# Cutting polycarbonate - jumping away from bit



## idontcare (Sep 10, 2011)

Hello,

I am attempting to use my router/table to make smooth, accurate cuts in 3/8" polycarbonate plastic. I got a 1/4" 2 flute full carbide up spiral bit - Diablo DR75102. Whenever I set the fence to take off say 1/16 or 1/8" off the edge it works fine and cuts well. I learned I have to go slow but otherwise it works as anticipated.

Whenever I try to make a complete cut (pass the full width of the bit through the material) the material violently jumps back. What am I doing wrong? I have tried going very slow, very fast, slowing the bit down a little (25k rpm router, speed control got it down to maybe 3/4 or 1/2 of full)... nothing seems to help. Is it just the wrong bit for the job (and if so, what bit is recommended for this?) or am I just missing something? I had a wood 4x4 handy - of course I couldn't cut completely through because its only a 1" long bit, but I had no problem making a deep slot in the middle of the 4x4.


----------



## Phil P (Jul 25, 2010)

idontcare said:


> Whenever I set the fence to take off say 1/16 or 1/8" off the edge it works fine and cuts well. I learned I have to go slow but otherwise it works as anticipated.
> 
> Whenever I try to make a complete cut (pass the full width of the bit through the material) the material violently jumps back. What am I doing wrong?


Hi

I think you have already answered your own question in many ways. Polycarbonate is quite a flexible plastic which has a tendency to compress under cutting and when the cutting pressure is reduced its' polymer memory causes it to spring back. For that reason it's often better to band saw or jigsaw to the approximate shape (i.e. only slightly oversize) then trim to finish with the router. Pretty much the same approach is required with lower grades of HDPE/MDPE, softer nylons and polyurethanes. In terms of feeds and speeds softer plastics are often best worked with lower spindle speeds (typically 12,000 to 18,000 rpm), but with a fairly high feed speed. That approach generates a chip as opposed to dust and reduces "churning" of waste materials in the cut (which makes for heat build-up and reduces surface quality in some materials due to "weld back" of waste). Dust extraction for the router also helps improve the quality of the cut and keeps the tool/material cooler. In the CNC world the technique employed when cutting plastics like polycarbonate is to make a rough cut of the material 0.5 to 1mm mm or so oversize then to do a finishing pass at the finished size. The spring back at the finish cut is much reduced and the problem of kick back disappears. For table routing the same effect could be had by attaching a layer of Formica laminate to the fence, taking a pass then removing the laminate for the finish pass, although this assumes that you aren't attempting to mill a slot exactly the same width as your cutter (not advisable BTW)

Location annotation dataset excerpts
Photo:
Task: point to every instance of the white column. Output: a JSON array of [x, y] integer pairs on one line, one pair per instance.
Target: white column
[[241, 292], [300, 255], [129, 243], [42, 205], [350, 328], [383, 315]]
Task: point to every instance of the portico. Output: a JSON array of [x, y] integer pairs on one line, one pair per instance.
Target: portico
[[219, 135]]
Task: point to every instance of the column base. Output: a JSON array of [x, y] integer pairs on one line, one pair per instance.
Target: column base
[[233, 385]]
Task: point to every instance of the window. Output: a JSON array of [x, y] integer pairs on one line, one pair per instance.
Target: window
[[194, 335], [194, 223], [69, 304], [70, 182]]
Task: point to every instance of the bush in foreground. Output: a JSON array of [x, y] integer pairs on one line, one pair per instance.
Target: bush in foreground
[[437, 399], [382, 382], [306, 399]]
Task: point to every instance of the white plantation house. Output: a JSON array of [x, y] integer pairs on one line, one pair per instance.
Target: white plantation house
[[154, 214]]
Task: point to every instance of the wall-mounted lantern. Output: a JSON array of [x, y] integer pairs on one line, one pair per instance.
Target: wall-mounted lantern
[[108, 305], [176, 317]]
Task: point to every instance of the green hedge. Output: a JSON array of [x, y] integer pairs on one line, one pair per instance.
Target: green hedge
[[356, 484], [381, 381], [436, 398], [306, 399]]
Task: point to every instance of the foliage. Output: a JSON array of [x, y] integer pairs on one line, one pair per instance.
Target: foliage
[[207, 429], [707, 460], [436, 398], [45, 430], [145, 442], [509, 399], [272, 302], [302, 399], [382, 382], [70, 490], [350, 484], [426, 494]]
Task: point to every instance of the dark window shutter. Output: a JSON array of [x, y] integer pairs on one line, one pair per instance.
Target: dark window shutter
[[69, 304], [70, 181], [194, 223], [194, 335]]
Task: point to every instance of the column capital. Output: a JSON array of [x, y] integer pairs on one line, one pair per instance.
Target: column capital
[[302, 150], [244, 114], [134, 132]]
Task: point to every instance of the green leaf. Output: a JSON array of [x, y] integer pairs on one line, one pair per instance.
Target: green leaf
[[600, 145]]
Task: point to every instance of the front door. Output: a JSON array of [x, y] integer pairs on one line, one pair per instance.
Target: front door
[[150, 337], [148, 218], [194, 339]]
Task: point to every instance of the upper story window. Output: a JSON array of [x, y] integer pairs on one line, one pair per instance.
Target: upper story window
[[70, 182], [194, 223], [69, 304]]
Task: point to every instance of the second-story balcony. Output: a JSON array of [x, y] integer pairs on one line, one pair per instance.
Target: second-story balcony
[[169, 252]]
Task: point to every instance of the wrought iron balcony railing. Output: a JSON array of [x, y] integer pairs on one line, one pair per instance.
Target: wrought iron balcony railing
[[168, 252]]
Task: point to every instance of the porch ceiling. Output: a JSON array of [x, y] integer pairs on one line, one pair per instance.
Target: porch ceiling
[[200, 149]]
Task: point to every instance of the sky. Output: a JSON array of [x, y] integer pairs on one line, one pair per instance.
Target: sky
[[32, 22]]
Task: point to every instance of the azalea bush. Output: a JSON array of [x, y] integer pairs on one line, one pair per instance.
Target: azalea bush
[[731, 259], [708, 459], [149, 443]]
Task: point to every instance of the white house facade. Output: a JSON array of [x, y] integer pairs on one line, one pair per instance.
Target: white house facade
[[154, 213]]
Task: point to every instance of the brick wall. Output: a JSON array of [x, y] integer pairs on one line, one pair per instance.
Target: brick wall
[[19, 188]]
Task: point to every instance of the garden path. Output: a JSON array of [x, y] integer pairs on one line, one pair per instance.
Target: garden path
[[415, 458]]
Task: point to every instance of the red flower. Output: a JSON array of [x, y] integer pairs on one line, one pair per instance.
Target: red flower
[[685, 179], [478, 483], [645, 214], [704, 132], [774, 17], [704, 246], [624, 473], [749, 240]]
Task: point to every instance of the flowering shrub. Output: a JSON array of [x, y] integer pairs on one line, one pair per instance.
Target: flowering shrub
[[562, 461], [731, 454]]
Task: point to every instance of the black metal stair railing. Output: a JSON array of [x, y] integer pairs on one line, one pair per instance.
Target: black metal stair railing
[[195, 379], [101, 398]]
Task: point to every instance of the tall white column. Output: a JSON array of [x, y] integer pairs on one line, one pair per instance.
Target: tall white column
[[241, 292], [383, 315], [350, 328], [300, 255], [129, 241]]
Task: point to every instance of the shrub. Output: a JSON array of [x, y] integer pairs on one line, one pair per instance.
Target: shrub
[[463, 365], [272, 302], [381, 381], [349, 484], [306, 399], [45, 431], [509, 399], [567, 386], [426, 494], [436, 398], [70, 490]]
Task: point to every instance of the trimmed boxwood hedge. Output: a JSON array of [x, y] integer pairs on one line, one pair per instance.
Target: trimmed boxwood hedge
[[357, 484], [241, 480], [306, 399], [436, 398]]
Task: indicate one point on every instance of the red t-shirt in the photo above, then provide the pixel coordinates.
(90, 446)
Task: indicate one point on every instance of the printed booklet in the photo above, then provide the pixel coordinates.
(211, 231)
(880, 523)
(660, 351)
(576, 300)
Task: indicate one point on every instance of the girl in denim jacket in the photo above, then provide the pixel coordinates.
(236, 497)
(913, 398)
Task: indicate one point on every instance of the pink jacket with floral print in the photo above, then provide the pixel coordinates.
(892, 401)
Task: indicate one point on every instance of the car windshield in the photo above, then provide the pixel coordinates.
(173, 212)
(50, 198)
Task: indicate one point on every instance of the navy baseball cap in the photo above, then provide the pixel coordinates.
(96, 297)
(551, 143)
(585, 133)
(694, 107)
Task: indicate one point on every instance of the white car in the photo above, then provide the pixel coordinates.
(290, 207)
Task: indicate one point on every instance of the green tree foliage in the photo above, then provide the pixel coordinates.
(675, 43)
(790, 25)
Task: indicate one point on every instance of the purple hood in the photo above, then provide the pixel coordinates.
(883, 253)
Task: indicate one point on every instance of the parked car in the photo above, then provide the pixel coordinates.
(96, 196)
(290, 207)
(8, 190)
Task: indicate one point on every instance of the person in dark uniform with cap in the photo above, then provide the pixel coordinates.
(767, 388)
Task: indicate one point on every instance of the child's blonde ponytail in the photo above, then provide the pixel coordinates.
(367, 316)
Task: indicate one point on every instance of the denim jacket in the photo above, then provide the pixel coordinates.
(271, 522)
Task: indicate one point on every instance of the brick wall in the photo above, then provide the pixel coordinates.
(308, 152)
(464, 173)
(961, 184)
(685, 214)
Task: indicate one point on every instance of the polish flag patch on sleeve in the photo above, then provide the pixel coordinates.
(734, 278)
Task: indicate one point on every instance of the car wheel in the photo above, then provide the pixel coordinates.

Problem to solve -> In the polycarbonate cutting thread, what spindle speed range is given as typical for working softer plastics?

Final result -> Typically 12,000 to 18,000 rpm.